# [Given problem]
Please write out exactly the lines that begin at the line containing "Each instance receives one point. Mark the concrete ground" and run to the end of the records.

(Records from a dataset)
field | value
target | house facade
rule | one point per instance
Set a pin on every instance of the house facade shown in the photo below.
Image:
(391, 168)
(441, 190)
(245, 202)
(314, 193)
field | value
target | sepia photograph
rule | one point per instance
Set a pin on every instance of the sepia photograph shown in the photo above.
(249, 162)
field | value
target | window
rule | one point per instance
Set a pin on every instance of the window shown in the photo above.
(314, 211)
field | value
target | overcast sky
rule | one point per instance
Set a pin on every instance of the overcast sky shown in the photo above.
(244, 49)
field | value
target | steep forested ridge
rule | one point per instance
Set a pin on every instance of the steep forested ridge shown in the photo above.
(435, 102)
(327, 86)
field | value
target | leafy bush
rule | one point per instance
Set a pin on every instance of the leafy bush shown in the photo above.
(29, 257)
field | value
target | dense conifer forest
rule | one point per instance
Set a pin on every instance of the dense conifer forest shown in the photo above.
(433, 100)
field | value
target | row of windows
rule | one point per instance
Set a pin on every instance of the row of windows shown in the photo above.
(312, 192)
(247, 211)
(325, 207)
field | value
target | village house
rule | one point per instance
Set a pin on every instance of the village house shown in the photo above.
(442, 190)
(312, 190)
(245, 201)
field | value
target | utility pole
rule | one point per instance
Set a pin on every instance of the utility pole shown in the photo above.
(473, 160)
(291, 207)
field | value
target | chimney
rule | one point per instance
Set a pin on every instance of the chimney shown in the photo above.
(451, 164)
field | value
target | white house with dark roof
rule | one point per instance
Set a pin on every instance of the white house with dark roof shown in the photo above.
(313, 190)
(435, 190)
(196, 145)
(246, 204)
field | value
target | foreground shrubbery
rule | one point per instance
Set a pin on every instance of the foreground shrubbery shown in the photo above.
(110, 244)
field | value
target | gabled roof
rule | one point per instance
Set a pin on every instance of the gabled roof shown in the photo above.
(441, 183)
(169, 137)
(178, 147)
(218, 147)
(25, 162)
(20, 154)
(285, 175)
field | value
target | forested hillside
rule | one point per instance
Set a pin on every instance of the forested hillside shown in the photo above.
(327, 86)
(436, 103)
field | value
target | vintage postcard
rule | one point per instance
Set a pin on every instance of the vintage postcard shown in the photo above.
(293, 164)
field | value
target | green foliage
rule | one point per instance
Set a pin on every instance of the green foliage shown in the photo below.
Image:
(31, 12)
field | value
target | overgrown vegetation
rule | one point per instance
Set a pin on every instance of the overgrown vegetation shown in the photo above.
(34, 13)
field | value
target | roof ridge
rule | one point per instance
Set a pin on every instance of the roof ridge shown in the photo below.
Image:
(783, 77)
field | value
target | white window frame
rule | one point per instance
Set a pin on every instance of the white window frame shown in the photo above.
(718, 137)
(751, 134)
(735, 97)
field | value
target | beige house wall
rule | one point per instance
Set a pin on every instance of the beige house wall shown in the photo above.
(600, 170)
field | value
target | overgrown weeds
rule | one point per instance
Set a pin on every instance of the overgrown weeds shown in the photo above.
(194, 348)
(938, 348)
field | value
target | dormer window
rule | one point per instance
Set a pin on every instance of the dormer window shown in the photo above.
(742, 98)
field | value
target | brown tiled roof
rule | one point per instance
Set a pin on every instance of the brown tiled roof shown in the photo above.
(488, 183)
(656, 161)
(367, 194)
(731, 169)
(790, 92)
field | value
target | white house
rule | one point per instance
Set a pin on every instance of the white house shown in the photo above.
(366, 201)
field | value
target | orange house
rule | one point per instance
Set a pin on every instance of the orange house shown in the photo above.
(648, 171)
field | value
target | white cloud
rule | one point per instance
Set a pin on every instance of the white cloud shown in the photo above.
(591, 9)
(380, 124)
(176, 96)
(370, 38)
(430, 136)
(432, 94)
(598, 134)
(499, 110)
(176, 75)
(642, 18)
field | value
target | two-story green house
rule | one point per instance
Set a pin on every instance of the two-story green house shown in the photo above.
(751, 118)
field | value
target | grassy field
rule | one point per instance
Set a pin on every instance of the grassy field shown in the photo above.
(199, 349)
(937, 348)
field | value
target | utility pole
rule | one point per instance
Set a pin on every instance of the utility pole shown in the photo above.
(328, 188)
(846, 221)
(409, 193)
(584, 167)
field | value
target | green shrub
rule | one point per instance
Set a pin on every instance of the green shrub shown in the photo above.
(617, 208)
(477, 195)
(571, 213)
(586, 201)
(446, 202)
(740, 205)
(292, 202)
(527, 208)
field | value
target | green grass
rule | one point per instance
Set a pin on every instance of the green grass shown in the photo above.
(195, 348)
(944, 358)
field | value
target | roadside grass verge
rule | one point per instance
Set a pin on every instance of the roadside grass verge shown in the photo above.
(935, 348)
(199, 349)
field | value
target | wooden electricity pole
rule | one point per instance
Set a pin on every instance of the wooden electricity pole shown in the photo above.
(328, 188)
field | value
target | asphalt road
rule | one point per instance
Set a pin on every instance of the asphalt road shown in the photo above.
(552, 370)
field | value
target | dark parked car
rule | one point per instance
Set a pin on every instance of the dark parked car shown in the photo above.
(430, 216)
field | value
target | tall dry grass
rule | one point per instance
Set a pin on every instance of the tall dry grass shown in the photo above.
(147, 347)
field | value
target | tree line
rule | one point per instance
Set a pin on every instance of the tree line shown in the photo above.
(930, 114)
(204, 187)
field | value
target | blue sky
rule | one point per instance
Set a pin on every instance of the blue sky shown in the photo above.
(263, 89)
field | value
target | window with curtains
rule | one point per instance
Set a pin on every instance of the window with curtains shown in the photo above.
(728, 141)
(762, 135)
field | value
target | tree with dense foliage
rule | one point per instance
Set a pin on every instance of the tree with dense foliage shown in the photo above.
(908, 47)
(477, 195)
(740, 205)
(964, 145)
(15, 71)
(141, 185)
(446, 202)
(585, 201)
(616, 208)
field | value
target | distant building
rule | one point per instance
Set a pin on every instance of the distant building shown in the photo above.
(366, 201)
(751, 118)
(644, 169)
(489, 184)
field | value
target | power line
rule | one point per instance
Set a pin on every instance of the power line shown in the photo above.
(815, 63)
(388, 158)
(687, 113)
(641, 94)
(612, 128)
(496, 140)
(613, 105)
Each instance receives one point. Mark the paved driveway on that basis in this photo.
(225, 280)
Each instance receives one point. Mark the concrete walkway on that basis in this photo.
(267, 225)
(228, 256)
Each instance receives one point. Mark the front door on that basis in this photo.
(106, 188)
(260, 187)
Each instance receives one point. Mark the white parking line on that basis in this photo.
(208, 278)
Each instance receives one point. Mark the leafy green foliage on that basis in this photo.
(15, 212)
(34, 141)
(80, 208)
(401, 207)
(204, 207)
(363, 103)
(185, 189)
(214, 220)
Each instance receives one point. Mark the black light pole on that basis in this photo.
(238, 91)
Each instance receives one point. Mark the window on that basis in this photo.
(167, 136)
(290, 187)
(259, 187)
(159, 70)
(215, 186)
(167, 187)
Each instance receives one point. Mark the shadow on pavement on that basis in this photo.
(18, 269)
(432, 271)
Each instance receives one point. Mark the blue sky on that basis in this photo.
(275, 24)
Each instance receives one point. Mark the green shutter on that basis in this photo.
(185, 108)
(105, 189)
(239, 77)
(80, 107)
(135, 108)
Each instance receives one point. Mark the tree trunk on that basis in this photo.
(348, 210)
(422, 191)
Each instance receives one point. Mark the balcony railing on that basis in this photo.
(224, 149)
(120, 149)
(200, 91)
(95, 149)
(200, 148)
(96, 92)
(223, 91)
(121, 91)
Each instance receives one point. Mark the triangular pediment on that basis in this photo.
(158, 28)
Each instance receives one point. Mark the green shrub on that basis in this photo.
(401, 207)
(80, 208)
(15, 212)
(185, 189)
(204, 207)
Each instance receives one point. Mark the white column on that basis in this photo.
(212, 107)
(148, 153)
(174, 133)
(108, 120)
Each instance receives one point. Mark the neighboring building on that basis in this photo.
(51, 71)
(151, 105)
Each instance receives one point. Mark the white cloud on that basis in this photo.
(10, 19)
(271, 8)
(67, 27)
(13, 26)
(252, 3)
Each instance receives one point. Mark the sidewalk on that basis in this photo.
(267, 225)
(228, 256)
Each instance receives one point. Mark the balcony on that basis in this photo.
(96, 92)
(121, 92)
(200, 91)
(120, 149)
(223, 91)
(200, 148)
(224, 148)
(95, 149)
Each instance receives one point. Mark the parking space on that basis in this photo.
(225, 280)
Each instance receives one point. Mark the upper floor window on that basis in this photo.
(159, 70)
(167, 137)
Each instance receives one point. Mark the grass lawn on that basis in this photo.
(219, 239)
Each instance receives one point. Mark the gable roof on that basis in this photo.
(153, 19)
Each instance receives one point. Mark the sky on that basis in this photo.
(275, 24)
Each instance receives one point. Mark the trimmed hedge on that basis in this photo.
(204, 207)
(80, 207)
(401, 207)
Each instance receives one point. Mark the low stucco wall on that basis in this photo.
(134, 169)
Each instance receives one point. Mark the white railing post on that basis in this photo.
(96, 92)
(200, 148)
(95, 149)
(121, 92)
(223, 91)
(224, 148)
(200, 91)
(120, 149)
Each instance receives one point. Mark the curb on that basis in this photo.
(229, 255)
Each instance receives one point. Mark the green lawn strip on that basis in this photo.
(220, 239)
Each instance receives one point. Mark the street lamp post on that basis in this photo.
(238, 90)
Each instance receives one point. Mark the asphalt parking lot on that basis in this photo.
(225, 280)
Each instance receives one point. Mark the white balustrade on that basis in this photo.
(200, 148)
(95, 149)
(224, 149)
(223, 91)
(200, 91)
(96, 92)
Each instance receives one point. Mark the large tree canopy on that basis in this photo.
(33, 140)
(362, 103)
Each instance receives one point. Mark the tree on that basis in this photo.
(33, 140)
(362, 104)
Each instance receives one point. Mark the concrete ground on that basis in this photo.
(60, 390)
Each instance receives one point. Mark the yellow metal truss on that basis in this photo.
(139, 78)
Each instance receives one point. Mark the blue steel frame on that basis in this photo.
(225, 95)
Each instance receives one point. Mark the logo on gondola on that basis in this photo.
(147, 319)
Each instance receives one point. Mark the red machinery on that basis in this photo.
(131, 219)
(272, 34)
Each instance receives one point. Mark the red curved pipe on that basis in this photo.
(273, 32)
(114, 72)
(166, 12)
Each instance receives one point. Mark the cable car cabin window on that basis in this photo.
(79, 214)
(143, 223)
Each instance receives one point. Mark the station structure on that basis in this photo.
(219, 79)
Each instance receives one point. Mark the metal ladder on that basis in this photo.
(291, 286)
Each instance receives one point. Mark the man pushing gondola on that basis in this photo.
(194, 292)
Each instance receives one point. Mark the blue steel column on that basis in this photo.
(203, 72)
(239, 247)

# [Result for this task]
Each instance receives one point. Mark the concrete ground on that basis in this photo.
(60, 390)
Each instance receives one point. Mark the yellow metal truss on that basis in this photo.
(139, 78)
Each instance receives one point. Mark the blue steel frame on that basis in this photo.
(225, 95)
Each instance receives one point. Mark the logo on gondola on that basis in this photo.
(147, 319)
Each instance receives one point. Mark the red machinery on that basis in this photo.
(131, 219)
(272, 34)
Each instance receives one point. Mark the red curved pipe on that basis in this photo.
(273, 32)
(114, 72)
(166, 12)
Each instance receives one point. Mark the cable car cabin window on that basis in this photo.
(79, 214)
(143, 223)
Each instance receives one point. Mark the station structure on that basis in this photo.
(219, 79)
Each instance receives one point. Mark the metal ladder on that basis in this photo.
(291, 286)
Each instance receives one point. Mark the man pushing gondola on that basis in this photo.
(194, 292)
Each instance receives one point. Mark the blue steel column on that basis in this photo.
(203, 72)
(239, 247)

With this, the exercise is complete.